▶ [EXERCISES TO COMPLETE]:
(1) Please decide whether each statement below agrees with the article on the Electron's speed, answering yes or no and quoting the deciding words from it: (a) the Electron's read/write memory is made up of four 64K by 1 bit chips; (b) in mode 0, each line scan takes 80 microseconds; (c) in modes 4, 5 and 6, the machine code program takes exactly twice as long on the Electron as on the BBC Micro.
(2) Supply the next part of the article on the Electron's speed, picking up after its final sentence.

▶ [EXTRACTED TEXT]:
Begin
Acorn User
1st September 1983
Author: Paul Beverley
Published in Acorn User #014
Paul Beverley finds the Electron is a lot slower than the BBC Micro, but has some ideas on the problem
Speed: The Big Difference
Benchmarks on the Electron show up one of its major differences compared with the BBC Micro - the timings vary between graphics modes. Table 1 shows that the time taken to execute the benchmarks is considerably greater in one of the higher resolution graphics modes. In the same table are the results of a machine code benchmark which is simply a set of nested delay loops. As you can see, in the worst case, the Electron takes 4.3 times as long to run the same program as the BBC Micro.
The differences in speed between the two computers are accounted for by various factors. First, although the 6502A processor is capable of running at 2MHz, it is only working at full speed when accessing ROM. As soon as it accesses the RAM, it effectively slows down to 1MHz. The reason for this is that the read/write memory is arranged in four 64K by 1 bit chips, each of which therefore contains two bits of information for each byte.
Therefore, to get the full eight bits, you have to take two sets of bits from RAM, which means two accesses for each read or write operation. This 1MHz RAM access is confirmed by the timing of the machine code program in modes 4, 5 and 6 which is exactly twice that of the BBC Micro. The difference in speed in the other modes is affected by the constraints of generating the high resolution video display.
To get video information out of RAM and turn it into colour information for the colour monitor, you need to be continuously accessing the information which is in RAM and serialising it. That is, the information in each byte has to be sent out to the VDU as a series of dots which appear on the screen as the cathode ray tube beam scan across it. The rate at which this information needs to be sent out to the screen depends on the density of these dots.
Let us consider mode 0 which, being a two-colour mode, is the simplest to understand. Since it only needs one bit of memory to represent each screen dot, and since there are 640 dots per line, 640 bits of information have to be sent out during each line scan which takes 40 microseconds. Now 640 bits is 80 bytes of information, which means you have to get information out at the rate of 80/40 bytes per microsecond, or 2MHz.
In modes 1 and 2, although there is a smaller number of dots across the screen, the information still has to be accessed from RAM at the same rate since each dot is represented by a larger number of bits to give the colour information. In mode 3, there are blank lines inbetween the rows of characters which contain no video information and therefore the situation is not quite so bad as in the higher modes. In modes 4, 5 and 6, with half the number of dots across the screen, the speed of access which the video processor in the ULA has to make to RAM is only 1MHz and so the processing speed is not affected.
End
▶ [RAW DATA]:
Begin
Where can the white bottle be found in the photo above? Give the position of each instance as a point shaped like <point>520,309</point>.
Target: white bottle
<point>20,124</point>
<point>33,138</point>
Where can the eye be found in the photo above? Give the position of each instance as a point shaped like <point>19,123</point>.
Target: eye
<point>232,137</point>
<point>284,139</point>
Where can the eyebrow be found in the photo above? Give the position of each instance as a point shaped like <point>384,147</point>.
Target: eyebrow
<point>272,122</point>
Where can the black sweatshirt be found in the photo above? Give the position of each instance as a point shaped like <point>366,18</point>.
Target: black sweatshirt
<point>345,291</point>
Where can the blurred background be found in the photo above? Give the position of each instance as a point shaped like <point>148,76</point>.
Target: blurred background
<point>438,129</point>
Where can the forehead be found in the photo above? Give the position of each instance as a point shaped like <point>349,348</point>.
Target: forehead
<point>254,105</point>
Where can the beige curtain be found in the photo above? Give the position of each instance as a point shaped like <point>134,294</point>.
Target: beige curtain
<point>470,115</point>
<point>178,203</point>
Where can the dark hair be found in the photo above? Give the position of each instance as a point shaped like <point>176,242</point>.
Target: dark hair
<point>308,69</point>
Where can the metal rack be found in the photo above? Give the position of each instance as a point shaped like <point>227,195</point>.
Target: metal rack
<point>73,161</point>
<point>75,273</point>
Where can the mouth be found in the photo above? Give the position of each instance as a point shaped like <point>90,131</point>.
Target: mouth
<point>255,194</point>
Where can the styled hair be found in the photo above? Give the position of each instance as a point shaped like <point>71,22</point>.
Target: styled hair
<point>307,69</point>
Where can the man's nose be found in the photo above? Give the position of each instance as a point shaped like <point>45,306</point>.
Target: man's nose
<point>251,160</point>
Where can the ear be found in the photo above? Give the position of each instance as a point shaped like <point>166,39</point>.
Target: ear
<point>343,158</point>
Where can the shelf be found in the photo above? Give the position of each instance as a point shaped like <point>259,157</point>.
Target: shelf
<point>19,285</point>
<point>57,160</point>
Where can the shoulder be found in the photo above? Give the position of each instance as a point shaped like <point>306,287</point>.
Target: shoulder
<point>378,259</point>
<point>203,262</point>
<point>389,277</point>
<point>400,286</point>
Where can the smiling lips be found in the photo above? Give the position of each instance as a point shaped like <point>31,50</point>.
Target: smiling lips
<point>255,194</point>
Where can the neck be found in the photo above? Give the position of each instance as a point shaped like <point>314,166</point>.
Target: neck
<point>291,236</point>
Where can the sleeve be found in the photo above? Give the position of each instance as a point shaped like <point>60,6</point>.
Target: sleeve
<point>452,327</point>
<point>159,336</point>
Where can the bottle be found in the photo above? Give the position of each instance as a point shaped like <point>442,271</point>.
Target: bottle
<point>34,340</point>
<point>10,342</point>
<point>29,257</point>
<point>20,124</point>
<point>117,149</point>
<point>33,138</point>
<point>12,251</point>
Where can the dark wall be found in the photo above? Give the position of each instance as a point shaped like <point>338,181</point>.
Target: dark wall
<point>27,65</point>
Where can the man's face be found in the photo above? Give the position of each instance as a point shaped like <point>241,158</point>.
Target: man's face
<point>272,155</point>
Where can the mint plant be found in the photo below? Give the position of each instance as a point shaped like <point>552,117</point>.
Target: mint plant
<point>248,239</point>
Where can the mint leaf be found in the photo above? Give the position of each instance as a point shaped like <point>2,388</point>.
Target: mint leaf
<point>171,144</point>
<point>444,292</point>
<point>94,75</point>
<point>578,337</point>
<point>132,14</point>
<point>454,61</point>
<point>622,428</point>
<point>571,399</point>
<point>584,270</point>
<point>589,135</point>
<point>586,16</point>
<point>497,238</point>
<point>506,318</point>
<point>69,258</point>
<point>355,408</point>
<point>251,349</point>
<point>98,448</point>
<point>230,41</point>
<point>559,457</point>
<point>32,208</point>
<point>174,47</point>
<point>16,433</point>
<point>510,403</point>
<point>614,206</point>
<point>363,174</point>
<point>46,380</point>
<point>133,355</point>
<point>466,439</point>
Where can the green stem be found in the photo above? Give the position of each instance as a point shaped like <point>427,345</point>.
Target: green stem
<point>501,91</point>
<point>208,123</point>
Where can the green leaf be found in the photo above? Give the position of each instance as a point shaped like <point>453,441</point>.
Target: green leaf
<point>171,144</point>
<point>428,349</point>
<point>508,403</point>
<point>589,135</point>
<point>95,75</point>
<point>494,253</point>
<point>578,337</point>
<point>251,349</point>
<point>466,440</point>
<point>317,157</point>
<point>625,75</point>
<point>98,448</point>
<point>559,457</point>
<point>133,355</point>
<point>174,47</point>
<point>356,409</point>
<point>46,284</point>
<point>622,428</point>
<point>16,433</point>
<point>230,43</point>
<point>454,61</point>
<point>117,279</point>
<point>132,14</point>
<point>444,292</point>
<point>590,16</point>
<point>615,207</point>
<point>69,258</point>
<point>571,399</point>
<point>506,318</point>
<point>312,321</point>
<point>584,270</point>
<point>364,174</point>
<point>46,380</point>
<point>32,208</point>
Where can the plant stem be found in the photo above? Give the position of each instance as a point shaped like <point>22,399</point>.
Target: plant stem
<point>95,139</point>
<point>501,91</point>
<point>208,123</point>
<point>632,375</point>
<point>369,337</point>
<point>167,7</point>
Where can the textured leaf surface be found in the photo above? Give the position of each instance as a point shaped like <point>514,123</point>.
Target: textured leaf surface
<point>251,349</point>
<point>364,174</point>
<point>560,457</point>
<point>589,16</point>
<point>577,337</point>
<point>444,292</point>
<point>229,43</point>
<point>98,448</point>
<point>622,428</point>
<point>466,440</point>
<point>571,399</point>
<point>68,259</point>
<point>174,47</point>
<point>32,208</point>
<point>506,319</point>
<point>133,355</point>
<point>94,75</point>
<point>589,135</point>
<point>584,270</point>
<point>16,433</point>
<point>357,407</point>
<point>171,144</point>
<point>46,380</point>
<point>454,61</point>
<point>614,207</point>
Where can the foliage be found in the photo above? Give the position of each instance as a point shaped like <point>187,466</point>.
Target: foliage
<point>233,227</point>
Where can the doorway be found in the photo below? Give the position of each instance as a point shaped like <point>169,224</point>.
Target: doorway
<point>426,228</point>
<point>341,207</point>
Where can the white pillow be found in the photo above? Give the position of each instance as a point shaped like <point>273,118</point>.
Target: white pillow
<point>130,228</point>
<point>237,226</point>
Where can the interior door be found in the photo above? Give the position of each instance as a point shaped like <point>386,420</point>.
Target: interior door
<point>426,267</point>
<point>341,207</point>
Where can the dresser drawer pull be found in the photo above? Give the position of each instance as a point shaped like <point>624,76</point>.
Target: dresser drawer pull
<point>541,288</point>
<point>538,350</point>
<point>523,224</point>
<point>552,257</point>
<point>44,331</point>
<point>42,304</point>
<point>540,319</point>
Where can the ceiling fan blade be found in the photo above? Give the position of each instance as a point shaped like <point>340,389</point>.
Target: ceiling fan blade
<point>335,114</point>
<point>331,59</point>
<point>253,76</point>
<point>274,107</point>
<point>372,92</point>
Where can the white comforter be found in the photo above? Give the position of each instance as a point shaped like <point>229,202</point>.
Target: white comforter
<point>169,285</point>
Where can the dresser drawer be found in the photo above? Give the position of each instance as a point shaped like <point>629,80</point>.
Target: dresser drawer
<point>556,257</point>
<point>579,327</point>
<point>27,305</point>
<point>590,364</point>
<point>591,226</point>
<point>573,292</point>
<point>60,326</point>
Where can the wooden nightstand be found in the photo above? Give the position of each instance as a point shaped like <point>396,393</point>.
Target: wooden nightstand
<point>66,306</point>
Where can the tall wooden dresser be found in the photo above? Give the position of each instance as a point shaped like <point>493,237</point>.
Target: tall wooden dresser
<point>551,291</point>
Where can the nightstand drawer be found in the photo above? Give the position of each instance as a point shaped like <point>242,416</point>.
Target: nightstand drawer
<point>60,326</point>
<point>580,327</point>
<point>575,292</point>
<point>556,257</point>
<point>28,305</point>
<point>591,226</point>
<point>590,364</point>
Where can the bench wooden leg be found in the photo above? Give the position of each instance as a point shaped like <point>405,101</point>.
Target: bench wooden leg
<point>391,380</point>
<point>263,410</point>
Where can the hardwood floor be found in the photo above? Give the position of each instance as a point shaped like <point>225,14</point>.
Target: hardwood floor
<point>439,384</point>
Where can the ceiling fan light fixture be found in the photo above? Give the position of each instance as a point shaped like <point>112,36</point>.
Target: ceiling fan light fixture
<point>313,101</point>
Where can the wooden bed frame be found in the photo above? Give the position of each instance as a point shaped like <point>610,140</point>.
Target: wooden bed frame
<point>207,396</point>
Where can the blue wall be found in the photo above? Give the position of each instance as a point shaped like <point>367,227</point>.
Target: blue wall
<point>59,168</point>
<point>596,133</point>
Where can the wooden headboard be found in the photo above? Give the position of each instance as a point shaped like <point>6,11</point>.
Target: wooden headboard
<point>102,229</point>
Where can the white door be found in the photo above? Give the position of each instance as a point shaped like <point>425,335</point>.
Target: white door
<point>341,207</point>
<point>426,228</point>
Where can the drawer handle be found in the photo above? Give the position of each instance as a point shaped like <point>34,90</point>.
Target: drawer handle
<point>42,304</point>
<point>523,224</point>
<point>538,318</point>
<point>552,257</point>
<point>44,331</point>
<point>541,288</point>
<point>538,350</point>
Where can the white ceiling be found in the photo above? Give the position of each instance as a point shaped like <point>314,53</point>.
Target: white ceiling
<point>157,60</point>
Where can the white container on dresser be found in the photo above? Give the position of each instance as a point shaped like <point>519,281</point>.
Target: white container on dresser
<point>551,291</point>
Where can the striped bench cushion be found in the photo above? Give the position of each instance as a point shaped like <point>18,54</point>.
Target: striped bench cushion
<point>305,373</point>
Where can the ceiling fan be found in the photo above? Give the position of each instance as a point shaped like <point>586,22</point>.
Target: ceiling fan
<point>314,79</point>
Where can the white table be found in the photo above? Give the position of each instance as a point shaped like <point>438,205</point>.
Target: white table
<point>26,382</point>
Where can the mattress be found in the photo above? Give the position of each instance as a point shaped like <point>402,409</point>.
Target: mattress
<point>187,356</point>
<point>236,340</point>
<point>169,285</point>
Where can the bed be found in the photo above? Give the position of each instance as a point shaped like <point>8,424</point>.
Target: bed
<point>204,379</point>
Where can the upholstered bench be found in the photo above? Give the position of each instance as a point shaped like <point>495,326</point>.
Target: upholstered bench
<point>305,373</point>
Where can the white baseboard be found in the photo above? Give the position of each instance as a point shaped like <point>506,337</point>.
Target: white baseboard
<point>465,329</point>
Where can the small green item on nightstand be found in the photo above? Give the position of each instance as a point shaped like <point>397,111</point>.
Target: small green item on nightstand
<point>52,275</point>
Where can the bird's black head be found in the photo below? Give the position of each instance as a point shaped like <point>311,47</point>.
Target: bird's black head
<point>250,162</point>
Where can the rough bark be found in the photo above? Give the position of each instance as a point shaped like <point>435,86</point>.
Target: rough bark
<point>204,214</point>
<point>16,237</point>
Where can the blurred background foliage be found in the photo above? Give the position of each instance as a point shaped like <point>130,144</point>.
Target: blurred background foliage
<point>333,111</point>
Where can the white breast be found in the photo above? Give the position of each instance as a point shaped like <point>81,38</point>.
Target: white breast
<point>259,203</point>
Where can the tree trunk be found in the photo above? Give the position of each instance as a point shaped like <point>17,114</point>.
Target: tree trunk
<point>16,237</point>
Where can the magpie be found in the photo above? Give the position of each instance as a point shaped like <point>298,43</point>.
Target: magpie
End
▶ [ANSWER LIST]:
(1)
(a) Yes: "the read/write memory is arranged in four 64K by 1 bit chips"
(b) No: "640 bits of information have to be sent out during each line scan which takes 40 microseconds"
(c) Yes: "This 1MHz RAM access is confirmed by the timing of the machine code program in modes 4, 5 and 6 which is exactly twice that of the BBC Micro"

(2)
How then, does the Electron cope with putting out information at 2MHz? In the lower graphics modes, the RAM access of the video processing section of the ULA is interleaved with the access of the 6502A processor. In other words, during one phase of the system clock cycle the 6502A accesses the RAM, and during the other half cycle, the video processor does its accessing. However, because of the higher speed needed, in modes 0 to 3 the ULA has to take over the RAM entirely during the active portion of the line scan - that is for 40us out of every 64. The result is that for 40us the processor is stalled and does no processing.
This has an implication for interfacing. Although there are address, data and control lines available on the external edge connector, it is in Acorn's own words, 'a non-trivial interfacing problem'. The reason is that the clock signal available on the edge connector will sometimes by 2MHz, sometimes 1MHz, and sometimes totally stalled for 40ms.
You will notice from the benchmark timings, that mode 3 is not as bad as modes 0, 1 and 2. The reason for this is that the processor can, in fact, continue processing during the inactive lines between the rows of characters. To explain this a little further, if you change to mode 3, and execute a VDU 19,0,4,0,0,0 to change the background colour to blue, you will see the screen appears as a set of blue lines on a black background. If you type in some characters, you will see that they only appear in the blue lines, and not in the interleaving black areas. Therefore, while the dot is scanning these black lines, there is no information being taken from RAM, and therefore the processor can continue processing.
This is all very interesting to the technically minded, but how does it help if you want to improve the speed of a program run on the Electron? If you have a program which uses the higher modes of graphics but which has a large amount of calculation to be done, there is a simple method of improving its speed. It is shown in figure 1 as two procedures, one which switches to a fast mode of processing and the other which returns you to a slow mode of processing. To achieve this fast mode, what you do is switch the ULA into mode 6 by poking a number into one of its registers. (Yes, I know, I'm a complete hypocrite after all I've said about using the OSBYTE calls! But then, there are no calls to do this as far as I am aware.)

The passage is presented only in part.